**Work to be completed:** Using the listing below, set down each line from the line containing "[point] white paper" through the line containing "[point] woman's hand", both ends included, exactly and with nothing added.

**Data in this exercise:**
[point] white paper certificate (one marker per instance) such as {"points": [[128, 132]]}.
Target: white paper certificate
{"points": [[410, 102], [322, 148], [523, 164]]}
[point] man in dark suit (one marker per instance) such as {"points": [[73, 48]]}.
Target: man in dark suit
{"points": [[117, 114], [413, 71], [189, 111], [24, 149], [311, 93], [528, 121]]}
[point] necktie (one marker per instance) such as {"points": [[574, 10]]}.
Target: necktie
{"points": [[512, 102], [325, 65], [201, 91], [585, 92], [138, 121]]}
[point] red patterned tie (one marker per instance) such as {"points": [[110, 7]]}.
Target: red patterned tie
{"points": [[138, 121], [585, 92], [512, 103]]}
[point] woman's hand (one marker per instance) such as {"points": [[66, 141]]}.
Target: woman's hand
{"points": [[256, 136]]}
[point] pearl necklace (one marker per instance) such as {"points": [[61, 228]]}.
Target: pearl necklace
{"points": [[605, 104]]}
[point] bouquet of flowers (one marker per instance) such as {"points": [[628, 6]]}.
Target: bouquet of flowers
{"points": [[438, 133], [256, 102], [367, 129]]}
* * *
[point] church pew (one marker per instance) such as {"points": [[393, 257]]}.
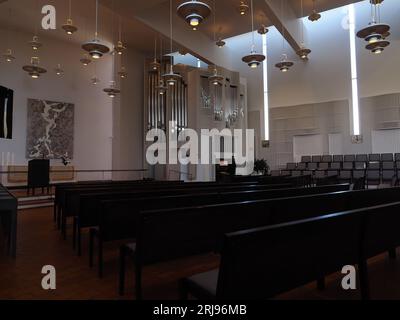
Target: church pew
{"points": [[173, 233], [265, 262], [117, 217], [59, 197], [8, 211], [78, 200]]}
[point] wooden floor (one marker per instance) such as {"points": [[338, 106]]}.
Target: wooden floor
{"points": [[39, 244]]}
==
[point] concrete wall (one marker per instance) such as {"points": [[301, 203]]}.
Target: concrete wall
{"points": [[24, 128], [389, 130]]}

**Expected answer:**
[point] white paper certificate (one marker per instance) such as {"points": [[128, 132]]}.
Target: white paper certificate
{"points": [[410, 102], [322, 148], [523, 164]]}
[point] man in dark suit (one marker per instance) such as {"points": [[73, 48]]}.
Target: man in dark suit
{"points": [[117, 114], [413, 71], [189, 111], [24, 149], [311, 93], [528, 121]]}
[point] necktie (one marker per instance) such as {"points": [[574, 10]]}.
Target: necktie
{"points": [[512, 102], [325, 65], [201, 91], [585, 92], [138, 121]]}
[point] red patterned tie (one marker per instance) such as {"points": [[110, 7]]}.
Target: red patterned tie
{"points": [[138, 121], [585, 92], [512, 103]]}
[point] woman's hand (one marker per instance) such as {"points": [[66, 141]]}.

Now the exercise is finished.